╭─ Supplied material
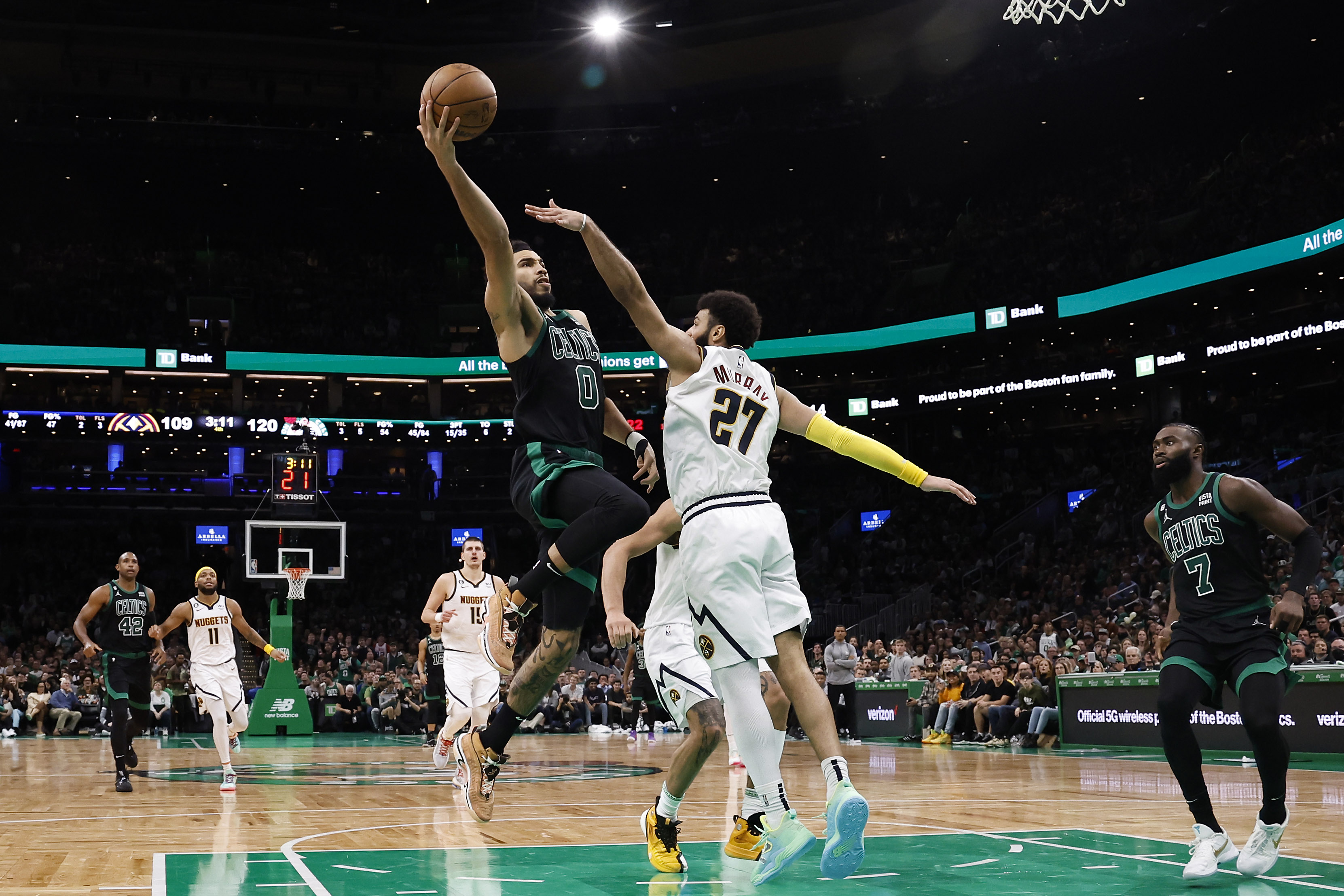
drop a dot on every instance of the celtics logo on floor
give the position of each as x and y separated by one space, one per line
400 773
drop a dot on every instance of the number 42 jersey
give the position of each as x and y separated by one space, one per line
718 430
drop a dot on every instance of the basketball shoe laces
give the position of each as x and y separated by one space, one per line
666 832
490 771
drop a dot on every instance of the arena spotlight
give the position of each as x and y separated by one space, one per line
607 26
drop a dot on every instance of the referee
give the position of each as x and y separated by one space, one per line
842 660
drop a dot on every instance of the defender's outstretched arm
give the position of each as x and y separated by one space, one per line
796 417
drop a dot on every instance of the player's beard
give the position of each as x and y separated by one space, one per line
1178 468
545 301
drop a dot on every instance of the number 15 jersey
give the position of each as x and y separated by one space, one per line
718 430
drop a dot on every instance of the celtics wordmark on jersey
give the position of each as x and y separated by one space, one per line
1215 554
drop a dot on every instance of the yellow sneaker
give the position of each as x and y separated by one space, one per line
745 840
660 833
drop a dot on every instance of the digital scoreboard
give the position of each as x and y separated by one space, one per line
294 480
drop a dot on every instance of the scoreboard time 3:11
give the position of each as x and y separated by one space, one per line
73 424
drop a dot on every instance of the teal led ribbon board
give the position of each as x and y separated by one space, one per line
1206 272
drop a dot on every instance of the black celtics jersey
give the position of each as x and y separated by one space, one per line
1215 555
124 621
558 386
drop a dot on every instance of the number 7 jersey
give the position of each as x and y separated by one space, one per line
718 430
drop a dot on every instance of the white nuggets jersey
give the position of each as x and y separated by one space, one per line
718 429
470 601
669 604
210 636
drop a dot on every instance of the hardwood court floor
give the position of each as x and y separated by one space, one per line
63 829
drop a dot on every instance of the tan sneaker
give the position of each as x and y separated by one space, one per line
499 636
480 765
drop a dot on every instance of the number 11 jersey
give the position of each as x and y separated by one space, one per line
718 430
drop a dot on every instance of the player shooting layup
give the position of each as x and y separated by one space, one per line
212 620
558 484
1223 627
724 410
683 684
125 659
471 684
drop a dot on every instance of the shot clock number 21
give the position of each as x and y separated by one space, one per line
294 479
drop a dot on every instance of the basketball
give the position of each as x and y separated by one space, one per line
461 92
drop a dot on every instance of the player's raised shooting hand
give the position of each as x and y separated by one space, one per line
1288 613
438 139
620 631
648 472
553 214
940 484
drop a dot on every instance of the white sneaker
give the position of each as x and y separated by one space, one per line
1261 851
1210 849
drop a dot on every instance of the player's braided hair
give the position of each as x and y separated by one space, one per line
736 312
1194 430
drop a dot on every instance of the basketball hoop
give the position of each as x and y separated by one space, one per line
298 579
1056 10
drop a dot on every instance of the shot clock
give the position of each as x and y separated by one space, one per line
294 480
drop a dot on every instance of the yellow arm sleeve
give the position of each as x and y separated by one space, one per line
861 448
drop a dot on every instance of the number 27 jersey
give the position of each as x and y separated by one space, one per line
718 429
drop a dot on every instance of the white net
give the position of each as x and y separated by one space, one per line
298 581
1056 10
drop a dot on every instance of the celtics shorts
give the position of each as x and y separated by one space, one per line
127 679
1228 649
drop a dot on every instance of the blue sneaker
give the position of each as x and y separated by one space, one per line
847 815
781 847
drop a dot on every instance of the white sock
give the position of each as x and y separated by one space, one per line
669 804
836 770
776 801
752 803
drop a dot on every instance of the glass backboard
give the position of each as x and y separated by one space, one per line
273 546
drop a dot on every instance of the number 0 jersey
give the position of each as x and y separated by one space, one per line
124 621
1215 555
460 632
210 633
558 386
717 432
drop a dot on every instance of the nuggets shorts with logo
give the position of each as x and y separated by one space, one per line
741 579
678 671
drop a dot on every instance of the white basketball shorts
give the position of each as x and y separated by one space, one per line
678 669
218 683
468 680
741 582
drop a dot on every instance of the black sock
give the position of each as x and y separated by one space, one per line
1273 812
1202 808
535 581
500 729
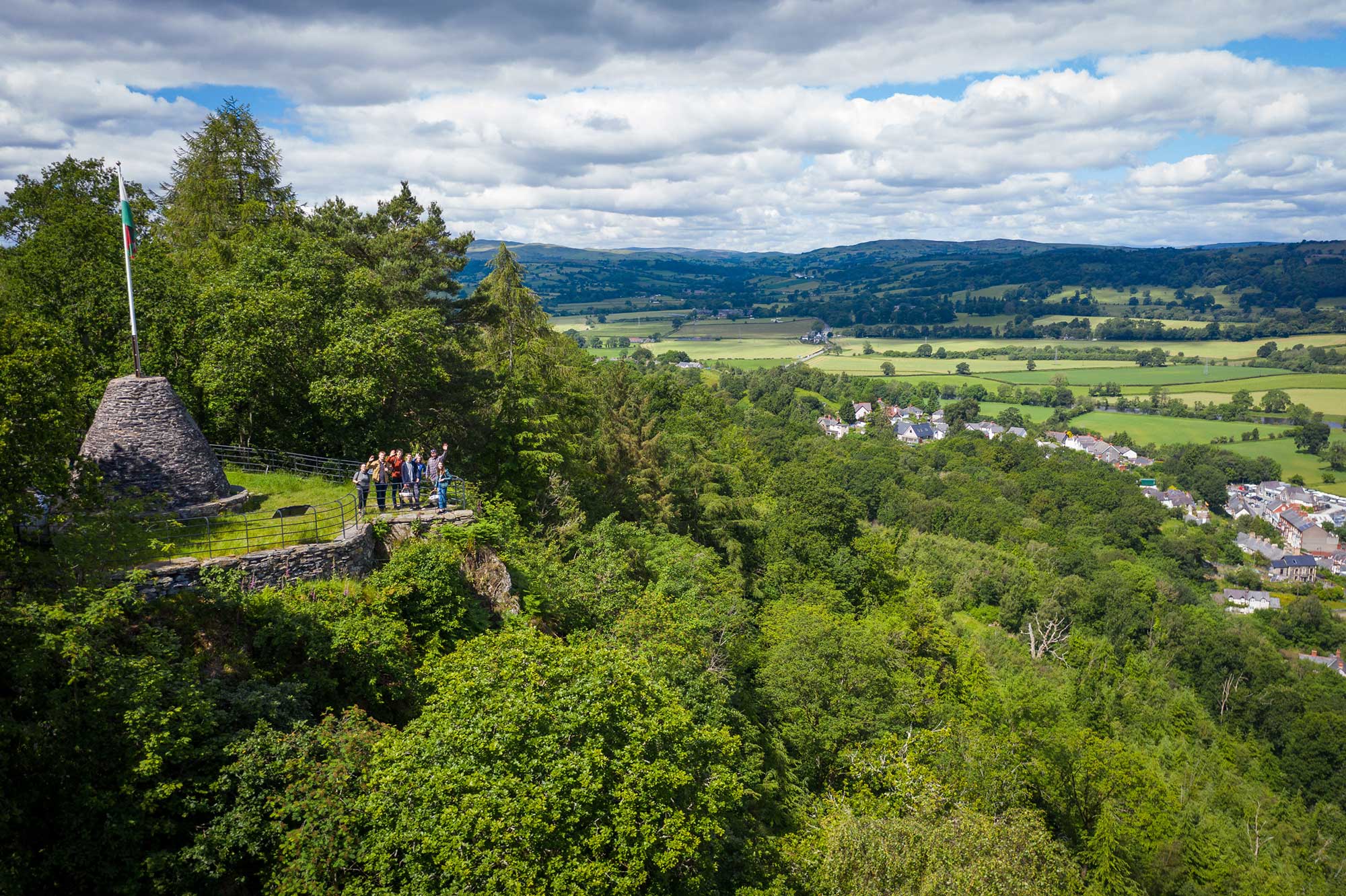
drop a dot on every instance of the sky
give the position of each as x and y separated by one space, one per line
734 124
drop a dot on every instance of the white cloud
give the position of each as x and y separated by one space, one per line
726 126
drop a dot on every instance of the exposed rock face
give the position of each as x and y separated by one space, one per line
145 442
491 581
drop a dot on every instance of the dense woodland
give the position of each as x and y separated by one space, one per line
913 287
752 660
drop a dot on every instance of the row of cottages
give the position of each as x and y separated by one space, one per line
1178 500
1119 457
912 414
1300 515
1238 601
993 430
839 428
915 434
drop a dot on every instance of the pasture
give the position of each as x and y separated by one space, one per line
1169 431
1098 320
1212 349
1278 381
873 365
1029 412
1331 402
1134 376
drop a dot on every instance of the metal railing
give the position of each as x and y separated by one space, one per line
232 535
269 461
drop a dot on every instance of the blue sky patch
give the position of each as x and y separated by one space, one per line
270 107
1326 52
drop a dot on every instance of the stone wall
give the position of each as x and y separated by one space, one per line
145 442
353 556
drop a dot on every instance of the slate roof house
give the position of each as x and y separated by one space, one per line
1305 536
1331 661
1251 544
1246 602
915 434
1294 568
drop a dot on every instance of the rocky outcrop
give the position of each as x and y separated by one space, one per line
146 443
491 581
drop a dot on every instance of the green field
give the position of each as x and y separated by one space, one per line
1098 320
1275 381
1331 402
754 329
1169 431
1215 349
873 365
1135 376
753 364
943 380
1028 412
1293 462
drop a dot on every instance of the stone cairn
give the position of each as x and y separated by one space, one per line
145 442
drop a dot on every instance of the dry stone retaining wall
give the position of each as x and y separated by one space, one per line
351 556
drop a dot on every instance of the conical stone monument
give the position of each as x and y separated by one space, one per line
145 442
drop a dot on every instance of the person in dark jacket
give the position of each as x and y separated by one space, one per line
395 477
413 474
382 477
361 480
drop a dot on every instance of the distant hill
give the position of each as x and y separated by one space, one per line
929 282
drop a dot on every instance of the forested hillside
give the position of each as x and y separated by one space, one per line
921 282
752 660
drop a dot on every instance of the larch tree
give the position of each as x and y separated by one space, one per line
225 177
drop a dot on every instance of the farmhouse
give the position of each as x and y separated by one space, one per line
1332 661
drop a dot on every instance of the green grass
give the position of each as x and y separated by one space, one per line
1293 462
1277 381
753 364
754 329
714 349
830 406
256 529
873 365
1135 376
1169 431
270 492
1331 402
1215 349
942 380
1028 412
1098 320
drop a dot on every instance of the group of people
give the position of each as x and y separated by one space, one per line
403 476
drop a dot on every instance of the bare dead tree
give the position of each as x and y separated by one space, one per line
1048 637
1255 837
1227 691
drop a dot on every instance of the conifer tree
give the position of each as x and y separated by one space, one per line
225 177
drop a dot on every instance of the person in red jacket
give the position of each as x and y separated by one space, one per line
395 477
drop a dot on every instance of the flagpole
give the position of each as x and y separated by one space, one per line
131 295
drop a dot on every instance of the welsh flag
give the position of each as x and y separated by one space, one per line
129 231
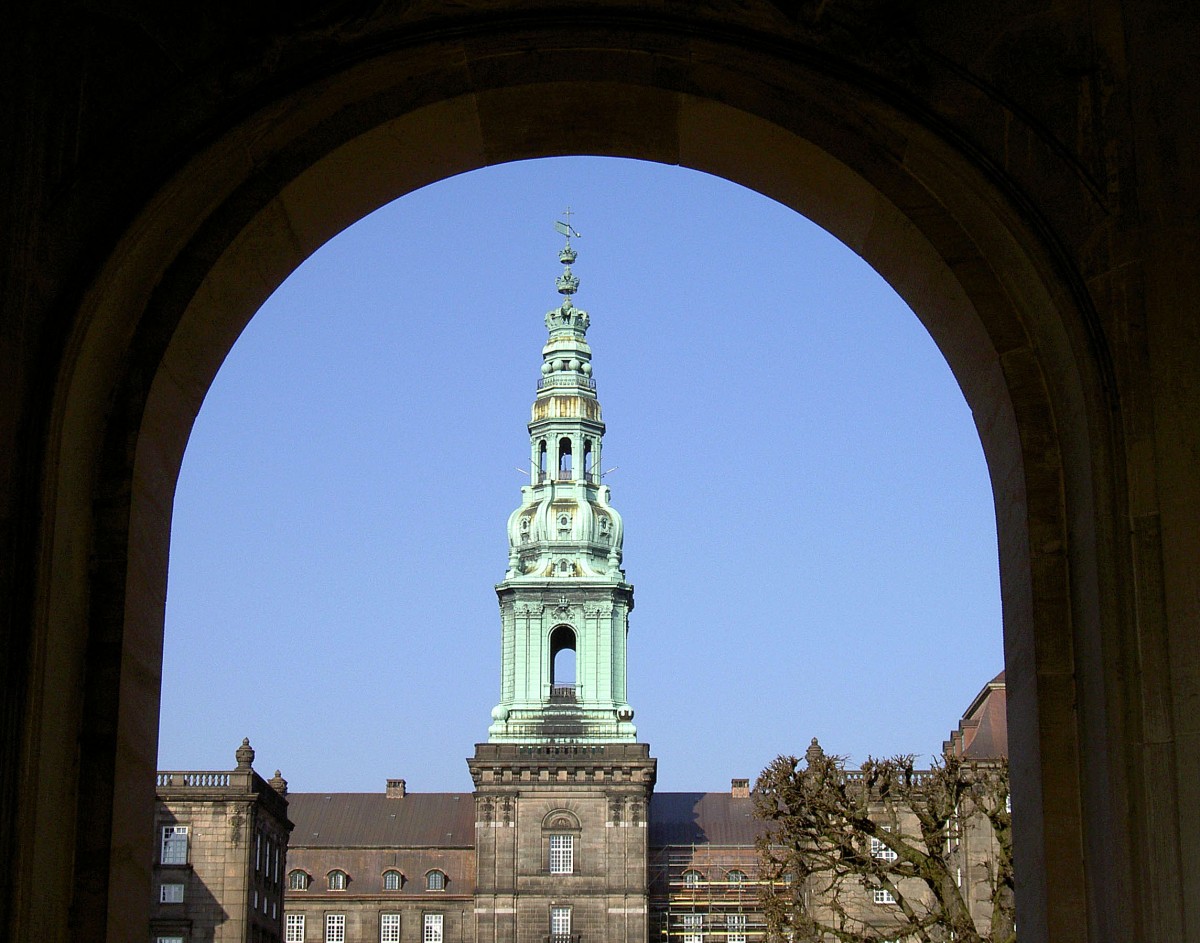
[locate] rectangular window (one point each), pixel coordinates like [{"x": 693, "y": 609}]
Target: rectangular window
[
  {"x": 174, "y": 845},
  {"x": 879, "y": 850},
  {"x": 562, "y": 854},
  {"x": 561, "y": 922}
]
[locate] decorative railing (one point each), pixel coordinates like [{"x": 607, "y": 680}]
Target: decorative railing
[
  {"x": 203, "y": 780},
  {"x": 565, "y": 379}
]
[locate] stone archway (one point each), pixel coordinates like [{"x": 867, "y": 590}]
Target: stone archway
[{"x": 937, "y": 221}]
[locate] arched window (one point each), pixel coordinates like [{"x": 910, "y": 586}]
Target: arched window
[
  {"x": 564, "y": 458},
  {"x": 562, "y": 662}
]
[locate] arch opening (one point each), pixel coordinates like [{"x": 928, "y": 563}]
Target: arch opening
[{"x": 971, "y": 312}]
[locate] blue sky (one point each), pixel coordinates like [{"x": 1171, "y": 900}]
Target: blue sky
[{"x": 809, "y": 524}]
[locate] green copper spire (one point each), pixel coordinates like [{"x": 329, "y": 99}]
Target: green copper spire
[{"x": 564, "y": 590}]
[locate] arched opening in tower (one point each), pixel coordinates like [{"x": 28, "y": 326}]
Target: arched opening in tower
[
  {"x": 564, "y": 458},
  {"x": 562, "y": 664}
]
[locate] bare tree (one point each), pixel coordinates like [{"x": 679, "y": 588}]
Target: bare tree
[{"x": 887, "y": 852}]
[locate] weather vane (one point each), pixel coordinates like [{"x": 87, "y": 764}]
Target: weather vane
[{"x": 565, "y": 228}]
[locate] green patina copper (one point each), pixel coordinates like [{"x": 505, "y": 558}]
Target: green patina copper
[{"x": 564, "y": 587}]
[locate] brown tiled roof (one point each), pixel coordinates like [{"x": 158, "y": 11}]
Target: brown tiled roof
[
  {"x": 702, "y": 818},
  {"x": 371, "y": 820},
  {"x": 983, "y": 731}
]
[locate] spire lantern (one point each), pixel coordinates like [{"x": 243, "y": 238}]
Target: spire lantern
[{"x": 564, "y": 592}]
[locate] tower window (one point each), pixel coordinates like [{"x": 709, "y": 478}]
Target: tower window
[
  {"x": 562, "y": 854},
  {"x": 562, "y": 662},
  {"x": 564, "y": 458}
]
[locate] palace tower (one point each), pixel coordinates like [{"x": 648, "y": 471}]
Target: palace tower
[{"x": 562, "y": 787}]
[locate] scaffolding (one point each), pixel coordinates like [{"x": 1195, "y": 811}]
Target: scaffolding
[{"x": 706, "y": 894}]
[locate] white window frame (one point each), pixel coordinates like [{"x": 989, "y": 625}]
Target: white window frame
[
  {"x": 171, "y": 893},
  {"x": 173, "y": 839},
  {"x": 881, "y": 851},
  {"x": 562, "y": 854}
]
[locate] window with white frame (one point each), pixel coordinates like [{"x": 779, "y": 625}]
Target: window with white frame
[
  {"x": 562, "y": 854},
  {"x": 174, "y": 845},
  {"x": 561, "y": 922},
  {"x": 880, "y": 850}
]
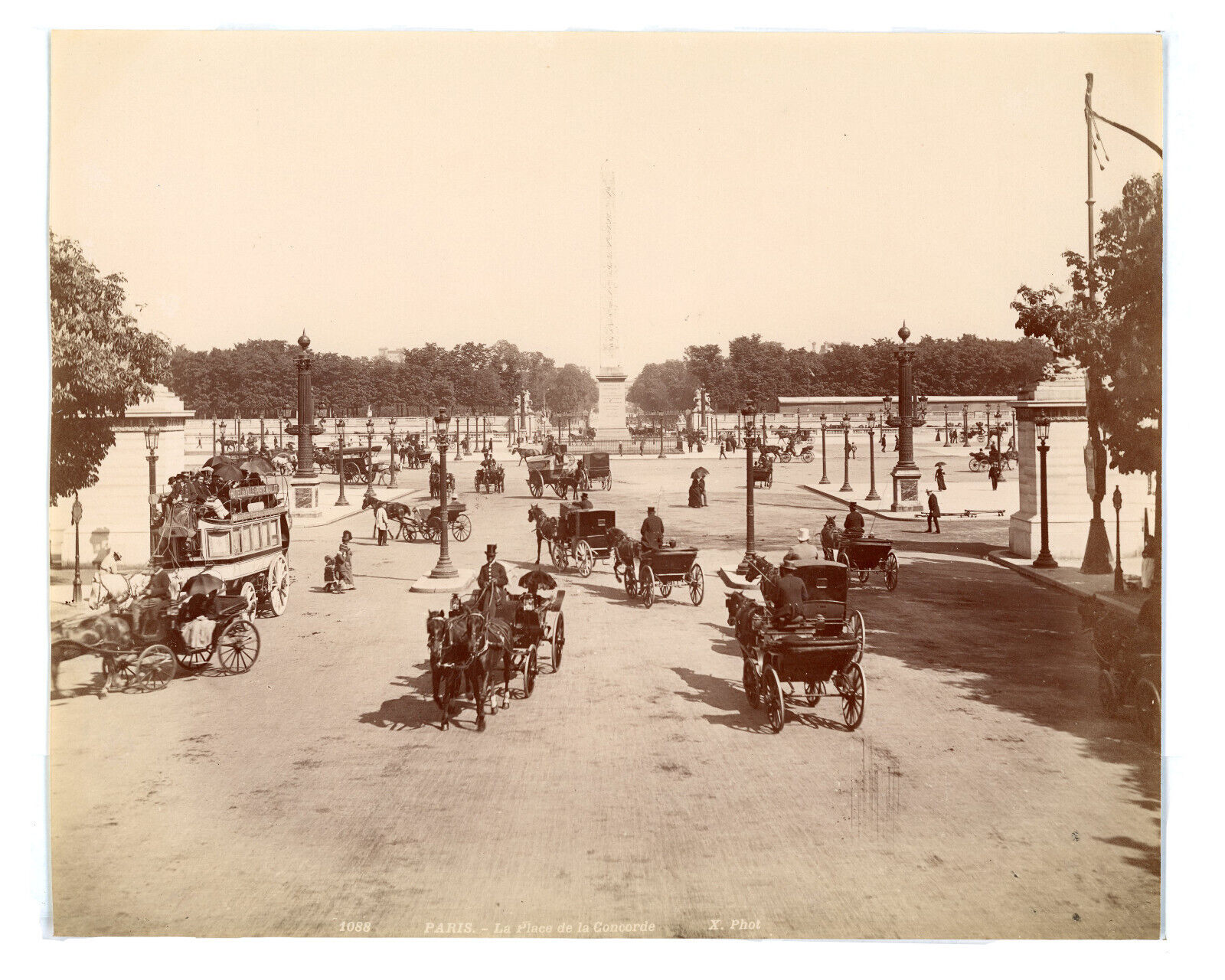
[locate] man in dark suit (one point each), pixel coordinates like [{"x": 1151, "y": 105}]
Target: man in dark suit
[{"x": 933, "y": 512}]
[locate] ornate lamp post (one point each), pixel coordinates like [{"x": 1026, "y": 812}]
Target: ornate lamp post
[
  {"x": 444, "y": 569},
  {"x": 847, "y": 488},
  {"x": 906, "y": 472},
  {"x": 1043, "y": 429},
  {"x": 747, "y": 413},
  {"x": 395, "y": 459},
  {"x": 151, "y": 436},
  {"x": 341, "y": 501},
  {"x": 871, "y": 455}
]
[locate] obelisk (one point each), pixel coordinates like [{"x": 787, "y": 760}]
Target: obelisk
[{"x": 610, "y": 426}]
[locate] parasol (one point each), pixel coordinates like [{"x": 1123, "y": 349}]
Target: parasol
[
  {"x": 259, "y": 465},
  {"x": 537, "y": 580},
  {"x": 204, "y": 585}
]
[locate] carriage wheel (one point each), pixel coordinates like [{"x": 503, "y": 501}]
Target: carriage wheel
[
  {"x": 776, "y": 708},
  {"x": 279, "y": 586},
  {"x": 238, "y": 647},
  {"x": 1148, "y": 710},
  {"x": 585, "y": 557},
  {"x": 751, "y": 681},
  {"x": 1108, "y": 692},
  {"x": 891, "y": 573},
  {"x": 155, "y": 668},
  {"x": 853, "y": 696},
  {"x": 696, "y": 580}
]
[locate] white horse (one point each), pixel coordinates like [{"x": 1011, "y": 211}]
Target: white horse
[{"x": 116, "y": 591}]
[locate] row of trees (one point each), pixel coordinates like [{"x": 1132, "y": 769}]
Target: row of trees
[
  {"x": 257, "y": 377},
  {"x": 766, "y": 369}
]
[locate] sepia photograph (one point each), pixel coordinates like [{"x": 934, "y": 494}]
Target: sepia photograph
[{"x": 606, "y": 485}]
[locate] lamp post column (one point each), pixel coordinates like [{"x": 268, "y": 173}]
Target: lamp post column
╰─
I'd like the lines above repeated exactly, from the one that contains "drop a dot on every instance of the nuggets" through the one that contains "drop a dot on every instance of the exposed", with no pictures.

> _Response to the exercise_
drop a dot on every instance of the nuggets shorts with logo
give the position of each as x and y separated by one space, one per line
741 579
678 671
drop a dot on every instance of the white basketball shorts
give the position of each as x and y separated by one space, one per line
678 669
218 683
468 680
741 582
drop a dot on every instance of the black sock
give the position of each as x and y separated by one space, one per line
1273 812
1202 808
535 581
500 729
drop a dot on every instance of the sky
give the position of each as x and y separated by one space, one per line
734 124
drop a dot on every instance of the white cloud
give the position of each as x and y separated by one space, one per line
726 126
drop a dot on every instance of the exposed rock face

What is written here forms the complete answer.